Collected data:
══════

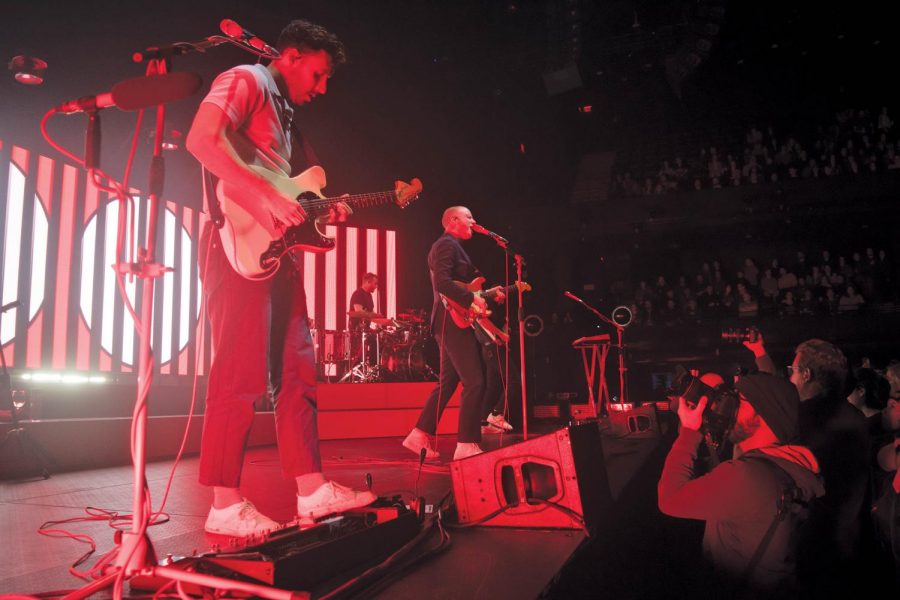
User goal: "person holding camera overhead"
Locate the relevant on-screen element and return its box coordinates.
[657,374,825,597]
[744,331,869,596]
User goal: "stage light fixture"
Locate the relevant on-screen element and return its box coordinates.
[8,54,47,85]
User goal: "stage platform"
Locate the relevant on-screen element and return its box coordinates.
[0,425,659,600]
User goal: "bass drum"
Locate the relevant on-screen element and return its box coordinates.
[381,340,440,381]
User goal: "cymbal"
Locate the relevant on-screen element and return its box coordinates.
[397,313,425,323]
[347,310,385,323]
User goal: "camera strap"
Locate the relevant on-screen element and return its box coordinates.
[738,456,803,589]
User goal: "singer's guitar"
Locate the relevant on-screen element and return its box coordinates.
[216,166,422,279]
[441,277,531,346]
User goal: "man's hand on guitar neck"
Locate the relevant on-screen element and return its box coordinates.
[264,186,309,238]
[484,285,506,304]
[469,294,488,315]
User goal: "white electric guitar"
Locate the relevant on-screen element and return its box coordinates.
[216,166,422,279]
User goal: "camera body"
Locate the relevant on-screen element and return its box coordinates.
[667,365,740,448]
[722,327,759,344]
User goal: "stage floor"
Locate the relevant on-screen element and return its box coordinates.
[0,424,658,600]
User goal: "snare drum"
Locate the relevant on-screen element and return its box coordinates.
[311,329,350,364]
[381,340,434,381]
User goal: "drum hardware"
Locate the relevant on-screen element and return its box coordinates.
[310,329,351,382]
[338,329,381,383]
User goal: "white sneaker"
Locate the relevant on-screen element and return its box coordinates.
[487,413,512,431]
[403,427,441,460]
[453,442,484,460]
[203,499,281,537]
[297,481,376,523]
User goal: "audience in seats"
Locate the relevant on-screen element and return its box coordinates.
[610,107,900,197]
[608,247,900,326]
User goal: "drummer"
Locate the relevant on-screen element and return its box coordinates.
[347,273,381,332]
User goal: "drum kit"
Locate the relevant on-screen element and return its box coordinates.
[313,309,437,383]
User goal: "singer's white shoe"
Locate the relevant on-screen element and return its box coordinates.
[297,481,378,524]
[403,427,441,460]
[482,413,512,433]
[453,442,484,460]
[203,500,281,537]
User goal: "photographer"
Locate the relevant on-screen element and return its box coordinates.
[744,333,870,594]
[658,374,824,597]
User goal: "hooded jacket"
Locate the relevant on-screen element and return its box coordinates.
[657,428,825,589]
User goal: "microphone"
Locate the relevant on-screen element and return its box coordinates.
[56,71,203,114]
[563,290,587,306]
[472,223,509,244]
[219,19,280,57]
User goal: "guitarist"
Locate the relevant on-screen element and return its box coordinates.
[403,206,502,460]
[187,20,375,537]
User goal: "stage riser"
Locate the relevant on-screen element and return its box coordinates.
[0,383,459,478]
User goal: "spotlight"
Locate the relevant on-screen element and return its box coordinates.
[9,54,47,85]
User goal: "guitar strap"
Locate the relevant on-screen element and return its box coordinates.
[202,167,225,229]
[290,120,322,176]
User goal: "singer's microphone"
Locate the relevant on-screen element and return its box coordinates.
[56,71,203,114]
[563,290,584,304]
[219,19,279,56]
[472,223,509,244]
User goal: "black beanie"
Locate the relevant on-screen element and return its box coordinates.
[734,373,800,443]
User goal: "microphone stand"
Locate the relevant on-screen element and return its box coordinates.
[565,292,627,412]
[490,235,528,441]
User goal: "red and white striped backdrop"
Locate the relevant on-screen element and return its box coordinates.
[0,140,397,376]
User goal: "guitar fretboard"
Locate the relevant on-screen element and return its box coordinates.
[300,191,397,216]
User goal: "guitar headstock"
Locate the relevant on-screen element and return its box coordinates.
[394,177,422,208]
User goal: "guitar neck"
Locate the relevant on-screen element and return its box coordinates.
[300,191,397,217]
[482,283,518,297]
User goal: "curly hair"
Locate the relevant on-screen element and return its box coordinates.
[277,19,347,67]
[797,339,847,392]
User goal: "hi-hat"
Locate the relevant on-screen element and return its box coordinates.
[347,310,385,323]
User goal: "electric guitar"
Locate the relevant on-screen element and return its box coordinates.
[216,165,422,279]
[441,277,531,346]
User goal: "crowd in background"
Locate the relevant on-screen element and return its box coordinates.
[611,107,900,197]
[612,247,898,325]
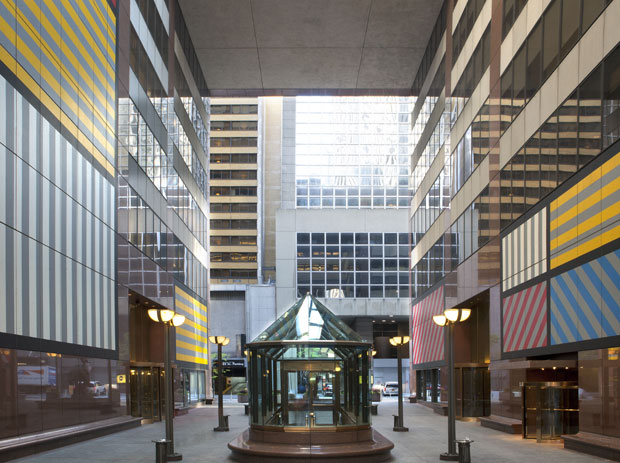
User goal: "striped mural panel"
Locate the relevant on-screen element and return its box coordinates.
[174,286,209,365]
[550,250,620,344]
[549,153,620,268]
[0,0,116,175]
[502,281,547,352]
[502,209,547,291]
[411,286,444,365]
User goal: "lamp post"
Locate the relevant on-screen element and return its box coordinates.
[148,309,185,461]
[390,336,409,432]
[209,336,230,431]
[433,309,471,461]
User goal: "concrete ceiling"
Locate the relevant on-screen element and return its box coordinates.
[180,0,443,96]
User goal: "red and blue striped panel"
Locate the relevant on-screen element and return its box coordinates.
[502,281,547,352]
[411,286,444,365]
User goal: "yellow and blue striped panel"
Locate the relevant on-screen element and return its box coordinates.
[550,250,620,345]
[0,0,116,175]
[549,153,620,268]
[174,286,209,365]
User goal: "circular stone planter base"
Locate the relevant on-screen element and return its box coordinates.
[228,429,394,463]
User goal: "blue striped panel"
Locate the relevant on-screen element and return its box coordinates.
[550,250,620,345]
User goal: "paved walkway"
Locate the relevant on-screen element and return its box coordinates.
[9,397,608,463]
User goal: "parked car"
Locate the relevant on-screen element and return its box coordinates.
[383,381,398,396]
[88,381,105,395]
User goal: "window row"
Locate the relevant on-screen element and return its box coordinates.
[118,98,207,246]
[129,25,167,98]
[297,233,409,245]
[297,248,409,260]
[211,252,257,262]
[136,0,168,63]
[211,120,258,132]
[297,256,409,272]
[210,201,257,212]
[211,236,256,246]
[297,271,409,285]
[210,219,256,230]
[211,137,258,148]
[502,0,527,41]
[211,104,258,114]
[412,2,447,96]
[174,7,208,94]
[499,47,620,228]
[450,25,491,126]
[211,170,256,180]
[118,177,207,298]
[452,0,486,63]
[209,153,258,164]
[211,186,256,196]
[297,285,409,298]
[411,165,450,241]
[211,268,258,281]
[500,0,606,133]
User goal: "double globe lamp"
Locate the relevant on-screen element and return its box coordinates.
[433,309,471,461]
[147,309,185,461]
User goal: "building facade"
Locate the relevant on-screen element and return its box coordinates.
[0,0,127,438]
[116,0,211,420]
[409,0,620,438]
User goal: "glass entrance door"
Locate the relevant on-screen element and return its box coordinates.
[129,367,164,421]
[282,370,339,429]
[521,381,579,442]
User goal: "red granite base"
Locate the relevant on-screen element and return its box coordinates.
[228,429,394,463]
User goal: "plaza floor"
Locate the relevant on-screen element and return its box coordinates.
[9,397,608,463]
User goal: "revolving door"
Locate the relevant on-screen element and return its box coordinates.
[228,294,394,463]
[521,381,579,442]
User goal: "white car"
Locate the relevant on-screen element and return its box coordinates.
[383,381,398,396]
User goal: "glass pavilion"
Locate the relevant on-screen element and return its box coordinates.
[247,294,371,431]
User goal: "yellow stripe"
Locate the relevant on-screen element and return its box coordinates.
[8,1,114,165]
[551,174,620,249]
[601,152,620,175]
[550,168,601,231]
[177,326,209,343]
[43,0,114,112]
[551,225,620,268]
[177,339,209,354]
[0,41,114,175]
[551,169,601,215]
[176,299,207,323]
[174,286,207,315]
[28,0,109,123]
[61,0,115,79]
[185,318,208,334]
[177,352,209,365]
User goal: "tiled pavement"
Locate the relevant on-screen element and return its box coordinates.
[9,397,607,463]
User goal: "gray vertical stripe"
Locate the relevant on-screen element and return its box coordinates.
[36,241,42,338]
[5,227,15,333]
[48,250,55,341]
[21,233,29,336]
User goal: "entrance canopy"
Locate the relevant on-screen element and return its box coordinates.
[254,294,363,342]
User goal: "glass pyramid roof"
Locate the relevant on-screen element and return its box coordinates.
[253,294,364,342]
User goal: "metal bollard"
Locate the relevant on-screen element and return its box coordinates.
[456,438,473,463]
[153,439,170,463]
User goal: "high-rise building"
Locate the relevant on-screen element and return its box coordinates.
[410,0,620,446]
[275,97,414,383]
[209,98,261,290]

══════

**Directions for this task**
Rewrite every line from the start of the collected data through the line that contains "[347,273,381,332]", both ends included, with the requests kept in. Offset each bounding-box coordinate in the answers by adding 140, and leave the pictures out.

**The answer**
User goal: "person holding camera overhead"
Locate the relevant on-screen element and return its box coordinates.
[797,514,965,737]
[884,471,1009,736]
User goal: "stage light fixture"
Locate the relevant on-screen element and return its box coordinates.
[148,194,187,225]
User goal: "stage platform"
Locate the relevant on-screen element and return its box coordinates.
[140,565,799,740]
User goal: "bass drum"
Locate the relevant on-screen element and return its box coordinates.
[521,480,580,521]
User goal: "cymbal"
Locate the relevant on-screen element and return its box coordinates.
[537,453,565,463]
[487,450,525,463]
User goal: "camera strap"
Locate the relevant on-screen element and return its box coordinates.
[878,596,943,729]
User goal: "singer's guitar"
Locate the relevant on-screen element and return its box coordinates.
[356,306,562,419]
[581,417,671,486]
User goal: "man's hand on guitar neck"
Locate the relevant on-screen element and return its box coordinates.
[404,326,449,378]
[624,425,646,444]
[609,434,628,455]
User goal: "white electric guitar"
Locate the relevant on-screen element and return its box coordinates.
[356,306,562,419]
User goal: "camera body"
Locate the relevant on-screen element and return its box coordinates.
[807,505,880,588]
[862,467,899,484]
User goal: "stage floor"
Locate the relevant on-screen element and return its box coordinates.
[140,564,798,740]
User goal: "snare drum"
Locate the relevant on-screen element and return its box coordinates.
[451,469,490,504]
[521,480,574,521]
User goal: "drum hardware"
Locate the relevant on-screen element and return its box coordinates.
[450,469,491,522]
[478,469,521,523]
User goal: "white sneaker"
Locate the relevant on-screen element and return its box coordinates.
[627,553,652,571]
[543,567,581,600]
[593,582,624,600]
[343,639,421,677]
[437,621,516,663]
User goal: "audience in seats"
Locate the relevant on-screen element and return its box coordinates.
[750,247,1040,337]
[748,387,1040,466]
User goal: "drummer"
Locate the relevant on-screen element and return its box coordinates.
[487,413,521,472]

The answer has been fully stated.